• [DATA SECTION]:
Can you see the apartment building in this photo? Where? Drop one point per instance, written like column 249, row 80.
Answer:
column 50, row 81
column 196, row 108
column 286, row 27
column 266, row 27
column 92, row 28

• [EXERCISE AIM]:
Each line above is to be restated exactly as it stands.

• [TASK RESPONSE]:
Can you see the apartment building in this photo? Where? Drop one point per instance, written like column 249, row 80.
Answer:
column 50, row 81
column 196, row 108
column 286, row 27
column 266, row 27
column 92, row 28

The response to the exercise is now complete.